» **GIVEN PROBLEM**
Take the line that contains "Target: dark shorts" and each line after it in the material below, and transcribe them exactly, stopping at the end.

» **EXTRACTED INFORMATION**
%%

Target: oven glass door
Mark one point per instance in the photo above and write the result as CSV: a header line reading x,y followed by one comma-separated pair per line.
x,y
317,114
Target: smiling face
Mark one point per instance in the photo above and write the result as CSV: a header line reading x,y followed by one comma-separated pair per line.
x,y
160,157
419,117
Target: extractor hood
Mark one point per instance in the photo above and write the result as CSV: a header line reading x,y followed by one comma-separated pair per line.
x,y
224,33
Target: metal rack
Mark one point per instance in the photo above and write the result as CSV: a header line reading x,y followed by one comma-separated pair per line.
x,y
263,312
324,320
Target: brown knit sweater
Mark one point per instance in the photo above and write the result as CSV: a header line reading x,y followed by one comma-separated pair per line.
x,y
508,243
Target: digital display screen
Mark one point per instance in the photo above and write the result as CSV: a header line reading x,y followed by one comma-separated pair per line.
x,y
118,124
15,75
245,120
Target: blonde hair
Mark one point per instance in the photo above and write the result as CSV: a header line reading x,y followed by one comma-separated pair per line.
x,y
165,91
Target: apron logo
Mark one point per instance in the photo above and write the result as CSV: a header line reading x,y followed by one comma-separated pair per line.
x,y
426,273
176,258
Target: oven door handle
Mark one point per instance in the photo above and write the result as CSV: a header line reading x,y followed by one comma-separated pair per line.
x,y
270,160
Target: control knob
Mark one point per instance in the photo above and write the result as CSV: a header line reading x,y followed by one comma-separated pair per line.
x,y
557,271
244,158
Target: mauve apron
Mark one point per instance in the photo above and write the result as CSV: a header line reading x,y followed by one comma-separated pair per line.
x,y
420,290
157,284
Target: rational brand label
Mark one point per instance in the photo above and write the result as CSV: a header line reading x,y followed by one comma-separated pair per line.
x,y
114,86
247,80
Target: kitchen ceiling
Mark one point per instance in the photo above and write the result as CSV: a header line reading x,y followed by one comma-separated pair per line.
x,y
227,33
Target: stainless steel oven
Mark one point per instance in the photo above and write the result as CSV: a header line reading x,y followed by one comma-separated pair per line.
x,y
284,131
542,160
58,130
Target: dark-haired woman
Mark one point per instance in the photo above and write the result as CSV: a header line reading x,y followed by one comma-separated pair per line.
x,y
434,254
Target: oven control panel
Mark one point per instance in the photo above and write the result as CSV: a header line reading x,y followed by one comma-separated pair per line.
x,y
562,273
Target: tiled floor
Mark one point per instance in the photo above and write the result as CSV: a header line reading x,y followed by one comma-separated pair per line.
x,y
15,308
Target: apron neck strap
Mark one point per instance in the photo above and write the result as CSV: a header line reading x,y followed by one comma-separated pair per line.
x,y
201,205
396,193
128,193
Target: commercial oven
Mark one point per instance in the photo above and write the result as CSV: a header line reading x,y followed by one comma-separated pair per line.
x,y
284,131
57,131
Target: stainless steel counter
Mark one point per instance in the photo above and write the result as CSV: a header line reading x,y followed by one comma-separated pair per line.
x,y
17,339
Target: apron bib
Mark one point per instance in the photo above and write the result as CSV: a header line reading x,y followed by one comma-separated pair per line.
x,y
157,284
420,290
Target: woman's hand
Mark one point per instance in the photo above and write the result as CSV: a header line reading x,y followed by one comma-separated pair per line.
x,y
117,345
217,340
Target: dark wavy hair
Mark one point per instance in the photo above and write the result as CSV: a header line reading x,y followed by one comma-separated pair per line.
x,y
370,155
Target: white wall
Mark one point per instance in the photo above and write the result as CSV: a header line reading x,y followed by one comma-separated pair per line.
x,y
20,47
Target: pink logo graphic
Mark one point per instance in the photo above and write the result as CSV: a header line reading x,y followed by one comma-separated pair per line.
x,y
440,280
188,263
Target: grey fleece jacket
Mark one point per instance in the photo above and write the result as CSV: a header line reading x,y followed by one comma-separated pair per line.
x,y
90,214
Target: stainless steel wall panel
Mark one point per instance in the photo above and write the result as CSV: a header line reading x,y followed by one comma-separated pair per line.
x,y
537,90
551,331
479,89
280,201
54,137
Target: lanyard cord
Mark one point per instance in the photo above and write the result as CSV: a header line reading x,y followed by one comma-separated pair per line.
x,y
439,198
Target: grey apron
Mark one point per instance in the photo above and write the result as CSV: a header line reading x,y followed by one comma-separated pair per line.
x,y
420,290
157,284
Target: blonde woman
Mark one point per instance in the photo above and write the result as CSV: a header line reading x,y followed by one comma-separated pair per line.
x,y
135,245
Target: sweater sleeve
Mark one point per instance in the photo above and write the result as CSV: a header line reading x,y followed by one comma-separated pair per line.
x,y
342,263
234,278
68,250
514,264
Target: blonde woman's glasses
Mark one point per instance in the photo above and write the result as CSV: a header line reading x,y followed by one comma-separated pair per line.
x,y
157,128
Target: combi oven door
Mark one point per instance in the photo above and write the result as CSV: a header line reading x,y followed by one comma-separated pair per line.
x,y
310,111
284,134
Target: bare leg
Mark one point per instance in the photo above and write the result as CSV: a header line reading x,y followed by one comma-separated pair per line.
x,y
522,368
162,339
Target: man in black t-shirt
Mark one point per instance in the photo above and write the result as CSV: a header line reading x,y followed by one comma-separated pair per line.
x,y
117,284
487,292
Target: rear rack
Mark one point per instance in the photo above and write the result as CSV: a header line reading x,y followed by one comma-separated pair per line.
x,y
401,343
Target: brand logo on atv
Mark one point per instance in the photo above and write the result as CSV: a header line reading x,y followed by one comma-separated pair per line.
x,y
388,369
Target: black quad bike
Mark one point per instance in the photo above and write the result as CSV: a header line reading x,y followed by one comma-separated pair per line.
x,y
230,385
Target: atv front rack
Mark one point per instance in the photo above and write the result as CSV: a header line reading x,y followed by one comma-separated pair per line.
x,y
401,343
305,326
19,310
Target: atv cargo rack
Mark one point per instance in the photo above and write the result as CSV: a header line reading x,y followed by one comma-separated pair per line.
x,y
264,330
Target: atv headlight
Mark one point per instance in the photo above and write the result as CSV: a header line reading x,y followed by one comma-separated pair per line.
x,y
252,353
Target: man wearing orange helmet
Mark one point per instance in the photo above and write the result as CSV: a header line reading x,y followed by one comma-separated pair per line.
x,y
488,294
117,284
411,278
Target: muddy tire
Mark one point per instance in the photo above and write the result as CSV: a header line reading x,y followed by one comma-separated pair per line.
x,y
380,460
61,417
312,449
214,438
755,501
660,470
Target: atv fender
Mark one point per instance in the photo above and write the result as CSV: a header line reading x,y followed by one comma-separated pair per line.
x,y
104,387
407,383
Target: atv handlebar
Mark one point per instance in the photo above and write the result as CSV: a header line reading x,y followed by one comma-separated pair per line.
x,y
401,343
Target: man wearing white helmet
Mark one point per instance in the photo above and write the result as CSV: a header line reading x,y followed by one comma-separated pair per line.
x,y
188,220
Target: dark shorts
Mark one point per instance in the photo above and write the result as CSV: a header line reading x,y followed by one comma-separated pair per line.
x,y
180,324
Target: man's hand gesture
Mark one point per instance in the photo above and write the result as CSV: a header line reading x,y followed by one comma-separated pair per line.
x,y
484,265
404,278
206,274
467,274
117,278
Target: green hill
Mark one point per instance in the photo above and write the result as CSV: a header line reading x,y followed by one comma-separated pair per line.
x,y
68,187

%%

» **THE ANSWER**
Target: dark shorts
Mark one point per instance in the photo above and write the result as CSV: a header line reading x,y followed by one comma-separated pair per line.
x,y
180,324
Target: man's hand gesture
Mark one point per instance in the photo above and write the result as CSV: a header line reading x,y followed by one comma-separated pair per line.
x,y
484,265
404,278
206,274
467,274
117,278
Target: green hill
Mark one point per instance in the photo above and write the result as CSV: a header line reading x,y followed by one comma-separated pair per line.
x,y
68,187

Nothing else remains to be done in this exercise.